There are a few other supplements that we have used with our own pets or with clients and their vets which we have found beneficial as part of carefully tailored individual health plans and these are listed here. These are all freely available, over the counter supplements but they still need to be carefully selected and dosed for your individual pet’s needs and are NEVER a substitute for proper, professional veterinary advice, so, as ever if you suspect your pet has any sort of health concerns, you must see your vet first and check that the particular supplement you would like to use is suitable for YOUR PET and his or her health status and other medications.
It’s important to look after you as well as your pets (and you’ll be able to care for your pets better if you do this too). We have therefore included here the human joint supplements which certain members of the Canine Thinking team take on a regular basis to help keep sore joints moving – we can offer no advice on these, but can highly recommend from a personal perspective! This is however the one and only time we’ll say please don’t talk to your vet!!! We generally find properly qualified herbal medicine specialists are better for people and the advice team at Cytoplan are also brilliant so do give them a call.
Supplements for behaviour
No supplement is a cure-all for behaviour, but they can be really helpful in supporting specific situations and some play a part in helping improve underlying mood state and making it easier for your dog to learn new behaviours. However, different supplements have different properties and work in completely different ways, so it is important to choose the right one and the best results come from combining this with behaviour support.

Your tasks
• a. According to the passage on pet supplements, what must you do first if you suspect your pet has a health concern?
• b. Print everything in the passage on pet supplements from "Supplements for behaviour" down to "with behaviour support.".

Data extract
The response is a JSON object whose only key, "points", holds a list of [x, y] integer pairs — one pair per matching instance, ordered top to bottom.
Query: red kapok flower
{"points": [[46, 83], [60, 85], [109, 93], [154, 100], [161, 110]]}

Your responses
• a. See your vet first and check that the supplement you want to use is suitable for your pet, its health status and its other medications.

• b.
Supplements for behaviour
No supplement is a cure-all for behaviour, but they can be really helpful in supporting specific situations and some play a part in helping improve underlying mood state and making it easier for your dog to learn new behaviours. However, different supplements have different properties and work in completely different ways, so it is important to choose the right one and the best results come from combining this with behaviour support.